*Your assignment*: In the comment thread below, why does Texan Desi say the blog entry "does not make sense"? Answer in one to three sentences.

There is a great book about this macro economic subject that I recommend: The Future and Its Enemies: The Growing Conflict Over Creativity, Enterprise, and Progress by Virginia Postrel.
However, as a student of economics, I have to disagree with your analysis. Automation and destruction of jobs actually creates a larger economy and a net increase in the number of jobs. If the U.S. protected their farm industry from automation (like India does to many of it's own industries), and required that in 1900 all farmers would have to stay farmer, 40% of our workforce would be farmers today. Instead, less than 1% of the U.S. workforce is involved with farming, and produces a surplus of food to places like India, China and Russia. In addition, since 1900, that same 40% of the workforce now are employed with a higher standard of living in the information technology, health care, automotive and finance areas of our economy.
Automation and value creation do not destroy jobs they create them. The key issue is what does society do to help with that transition, and I'd agree with you it needs to do more than it does right now. But to stop progress is to destroy the very economic fabric you are trying to protect.
And it just so happens that VC backed companies are on the forefront of that change. My fund alone created 800 new jobs from a base of 100 jobs over the last four years-- and that was during an IT spending recession. I just wanted to remind entrepreneurs that they can use that macro economic knowledge to their own micro economic situation and improve their individual, corporate and national wealth. You can too, so think about it, but I understand and value your reaction and think we can do things to make that transition less painful.
Posted by: Steve | December 17, 2004 at 11:51 AM
Dear Mr. Brotman,
I write a blog as Texan Desi and commented on your article yesterday.
First of all, thank you for being onstrained and gentlemanly in your comment. Looking back at my blog entry, it comes across as reactionary and a bit vitriolic. Just goes on to show feelings in though do not
translate equally in writing.
I have permanent residency in the US, am working in a good job, learning a six-figure salary and making a decent living. I am
definitely in the top 10% in the IT industry in my skill set and ironically, work in the field of call center automation where our
software makes jobs increasingly redundant. In addition, I am working on a (possibly) patentable idea which will further reduce the inefficiencies in the call center environment.
Having given that background, my blog does not make sense but it is a feeling that has been growing for a while, based on experience and observation.
I will definitely read the book you have mentioned and continue to read your blog for idea.
Most important, my future blog entries will tone down the language to the level of reason.
Rgds,
Texan Desi
PS - I am replying from my GMail address for credibility but CCing my personal email a/c for reference.
Posted by: Texan Desi | December 17, 2004 at 06:09 PM
Steve doesn't necessarily suggest that taking the human out of the picture is the sole opportunity, but rather simply taking friction out of the system, creating value, and sharing it with the customer.
Effectively, Steve is championing the idea that huge homeruns are created by (a) having very scalable business models that (b) don't require much (if anything) to complete an advantageous sale and/or (c) enable mass customization. Products or services that require hefty sales forces and lengthy sales lead times are simply an enormous impediment to certain explosive growth. In an established market space, such as the one that Google broke in to, market scale was created by automating sales and enabling SME's to buy the same products that were only really available to large enterprises.
With that in mind, we can put Google, Dell, Intuit, Yahoo, Cisco, Costco, Etc in the same category - disruptive business models. Isn't that what it really is?
Posted by: Charlie Kemper | December 19, 2004 at 03:00 PM
Another way to think of it:
A gradual process of removing human beings from tasks that computers do better. Once you do this, you can generally buy enough computing power to run those tasks faster (perhaps instantaneously).

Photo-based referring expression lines
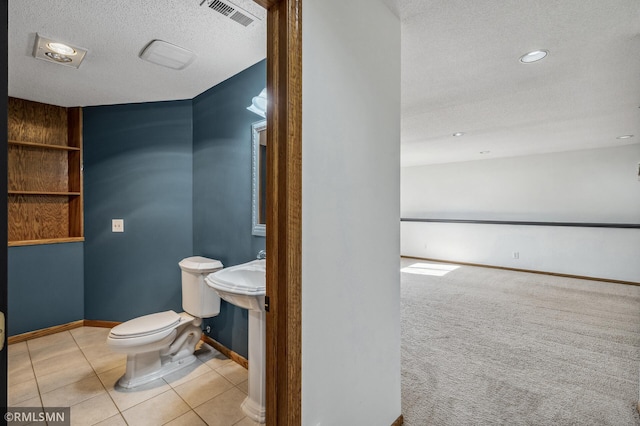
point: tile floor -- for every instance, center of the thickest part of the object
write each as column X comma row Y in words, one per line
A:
column 76, row 369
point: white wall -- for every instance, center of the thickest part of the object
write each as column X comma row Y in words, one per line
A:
column 599, row 185
column 350, row 213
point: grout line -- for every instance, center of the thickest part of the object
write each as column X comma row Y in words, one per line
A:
column 98, row 377
column 171, row 388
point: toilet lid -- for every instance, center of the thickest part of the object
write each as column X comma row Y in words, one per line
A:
column 147, row 324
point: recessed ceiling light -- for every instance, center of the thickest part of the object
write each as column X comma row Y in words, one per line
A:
column 168, row 55
column 61, row 48
column 534, row 56
column 58, row 57
column 56, row 52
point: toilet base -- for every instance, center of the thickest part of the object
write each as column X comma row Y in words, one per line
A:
column 165, row 369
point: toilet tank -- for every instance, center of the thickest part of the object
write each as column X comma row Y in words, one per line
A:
column 198, row 299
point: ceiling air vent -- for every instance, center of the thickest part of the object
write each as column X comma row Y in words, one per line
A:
column 231, row 11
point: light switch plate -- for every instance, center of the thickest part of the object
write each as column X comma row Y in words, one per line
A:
column 117, row 225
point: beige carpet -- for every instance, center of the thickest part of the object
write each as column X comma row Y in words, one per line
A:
column 484, row 346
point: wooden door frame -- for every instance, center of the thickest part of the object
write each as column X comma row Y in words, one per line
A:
column 3, row 209
column 284, row 212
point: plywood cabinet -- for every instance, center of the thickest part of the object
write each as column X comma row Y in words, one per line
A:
column 44, row 173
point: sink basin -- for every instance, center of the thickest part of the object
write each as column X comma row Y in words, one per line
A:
column 242, row 285
column 245, row 286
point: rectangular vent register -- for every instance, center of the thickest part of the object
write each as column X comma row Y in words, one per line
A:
column 231, row 11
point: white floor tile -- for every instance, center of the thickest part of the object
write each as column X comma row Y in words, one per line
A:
column 74, row 393
column 93, row 410
column 157, row 410
column 76, row 368
column 203, row 388
column 223, row 410
column 190, row 418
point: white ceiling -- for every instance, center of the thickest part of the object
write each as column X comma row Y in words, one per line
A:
column 115, row 32
column 460, row 68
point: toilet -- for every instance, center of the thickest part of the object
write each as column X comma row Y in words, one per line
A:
column 161, row 343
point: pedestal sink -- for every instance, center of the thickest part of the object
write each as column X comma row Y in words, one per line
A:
column 244, row 286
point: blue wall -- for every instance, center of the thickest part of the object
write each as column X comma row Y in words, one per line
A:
column 222, row 187
column 138, row 167
column 45, row 286
column 179, row 174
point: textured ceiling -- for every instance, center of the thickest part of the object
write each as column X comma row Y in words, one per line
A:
column 460, row 68
column 461, row 73
column 114, row 32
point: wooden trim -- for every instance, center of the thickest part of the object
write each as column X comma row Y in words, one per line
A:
column 44, row 332
column 49, row 241
column 531, row 271
column 284, row 213
column 43, row 193
column 44, row 145
column 100, row 323
column 399, row 421
column 266, row 4
column 526, row 223
column 234, row 356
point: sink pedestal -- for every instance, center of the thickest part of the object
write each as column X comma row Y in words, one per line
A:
column 244, row 286
column 254, row 404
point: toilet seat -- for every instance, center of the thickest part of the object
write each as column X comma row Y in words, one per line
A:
column 146, row 325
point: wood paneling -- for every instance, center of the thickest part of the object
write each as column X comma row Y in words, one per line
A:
column 37, row 217
column 44, row 173
column 284, row 213
column 37, row 169
column 35, row 122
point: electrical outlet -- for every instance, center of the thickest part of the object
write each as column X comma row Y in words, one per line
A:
column 117, row 225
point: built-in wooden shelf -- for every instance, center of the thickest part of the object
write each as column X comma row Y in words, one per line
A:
column 45, row 203
column 45, row 241
column 45, row 146
column 44, row 193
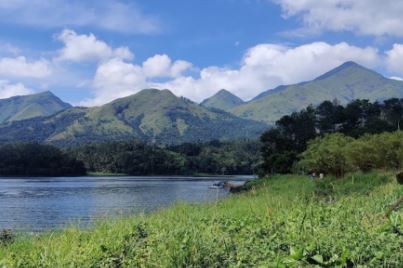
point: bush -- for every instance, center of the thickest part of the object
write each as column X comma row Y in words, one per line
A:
column 6, row 237
column 337, row 154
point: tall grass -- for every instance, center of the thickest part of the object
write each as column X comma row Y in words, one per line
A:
column 284, row 221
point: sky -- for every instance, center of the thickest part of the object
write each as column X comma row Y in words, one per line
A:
column 91, row 52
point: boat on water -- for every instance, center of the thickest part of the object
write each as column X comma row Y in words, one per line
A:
column 217, row 185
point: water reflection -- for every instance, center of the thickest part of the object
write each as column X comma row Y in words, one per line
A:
column 48, row 203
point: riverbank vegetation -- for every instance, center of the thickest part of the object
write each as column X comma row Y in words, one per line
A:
column 338, row 154
column 283, row 221
column 282, row 145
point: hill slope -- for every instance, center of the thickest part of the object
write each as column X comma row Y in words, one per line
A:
column 345, row 83
column 223, row 100
column 150, row 115
column 29, row 106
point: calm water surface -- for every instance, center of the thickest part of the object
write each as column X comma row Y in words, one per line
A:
column 36, row 204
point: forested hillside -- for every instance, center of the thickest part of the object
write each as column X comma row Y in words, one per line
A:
column 283, row 144
column 150, row 116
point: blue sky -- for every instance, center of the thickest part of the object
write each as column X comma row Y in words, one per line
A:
column 91, row 52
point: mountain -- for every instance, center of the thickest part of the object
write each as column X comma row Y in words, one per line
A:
column 24, row 107
column 223, row 100
column 150, row 115
column 345, row 83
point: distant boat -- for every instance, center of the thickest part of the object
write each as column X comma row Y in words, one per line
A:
column 217, row 185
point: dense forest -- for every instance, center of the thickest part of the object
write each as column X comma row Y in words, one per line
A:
column 282, row 149
column 37, row 160
column 283, row 144
column 137, row 158
column 337, row 154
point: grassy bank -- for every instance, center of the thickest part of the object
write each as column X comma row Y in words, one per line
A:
column 283, row 221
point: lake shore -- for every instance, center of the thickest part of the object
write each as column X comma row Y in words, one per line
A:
column 281, row 221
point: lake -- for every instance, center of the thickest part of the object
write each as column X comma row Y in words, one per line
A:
column 37, row 204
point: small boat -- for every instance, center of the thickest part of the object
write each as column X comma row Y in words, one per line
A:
column 217, row 185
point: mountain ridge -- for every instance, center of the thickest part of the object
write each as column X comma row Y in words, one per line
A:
column 345, row 83
column 151, row 115
column 29, row 106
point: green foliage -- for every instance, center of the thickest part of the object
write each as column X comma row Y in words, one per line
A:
column 283, row 144
column 137, row 158
column 280, row 223
column 337, row 154
column 24, row 107
column 6, row 237
column 347, row 82
column 223, row 100
column 327, row 155
column 37, row 160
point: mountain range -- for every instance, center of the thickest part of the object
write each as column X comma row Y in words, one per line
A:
column 158, row 116
column 24, row 107
column 151, row 115
column 345, row 83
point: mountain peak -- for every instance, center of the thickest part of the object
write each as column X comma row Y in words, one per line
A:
column 29, row 106
column 348, row 67
column 223, row 100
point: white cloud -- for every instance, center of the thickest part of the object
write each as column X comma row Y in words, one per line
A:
column 86, row 48
column 266, row 66
column 9, row 90
column 396, row 78
column 162, row 66
column 21, row 67
column 263, row 67
column 113, row 15
column 114, row 79
column 369, row 17
column 394, row 59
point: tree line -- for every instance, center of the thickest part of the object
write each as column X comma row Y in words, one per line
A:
column 282, row 145
column 338, row 154
column 138, row 158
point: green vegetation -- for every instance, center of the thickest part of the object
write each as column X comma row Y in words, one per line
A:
column 25, row 107
column 137, row 158
column 284, row 221
column 151, row 115
column 223, row 100
column 346, row 83
column 283, row 144
column 37, row 160
column 337, row 154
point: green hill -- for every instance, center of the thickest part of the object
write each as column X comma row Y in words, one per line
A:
column 345, row 83
column 223, row 100
column 150, row 115
column 29, row 106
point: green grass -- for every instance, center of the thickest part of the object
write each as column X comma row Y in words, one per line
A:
column 285, row 221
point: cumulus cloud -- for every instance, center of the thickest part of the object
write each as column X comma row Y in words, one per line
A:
column 266, row 66
column 370, row 17
column 394, row 59
column 86, row 48
column 8, row 89
column 262, row 67
column 22, row 68
column 113, row 15
column 114, row 79
column 162, row 66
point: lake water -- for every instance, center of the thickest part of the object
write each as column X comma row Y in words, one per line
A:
column 36, row 204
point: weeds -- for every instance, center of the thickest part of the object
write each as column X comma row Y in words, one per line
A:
column 282, row 223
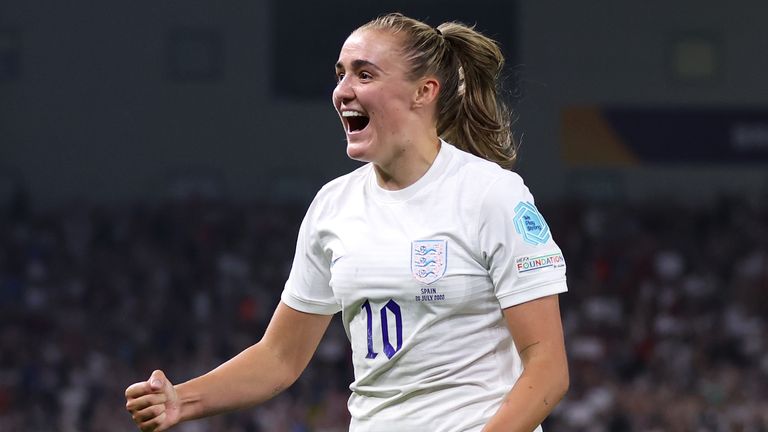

*Task result*: Texan Desi holds permanent US residency, has a good six-figure job, and ranks in the top 10% of the IT industry for that skill set. Texan Desi also works in call center automation, where the software makes jobs increasingly redundant, and is developing a possibly patentable idea to further reduce inefficiencies there. Given that background, a blog entry reacting against automation's effect on jobs does not fit the writer's own situation.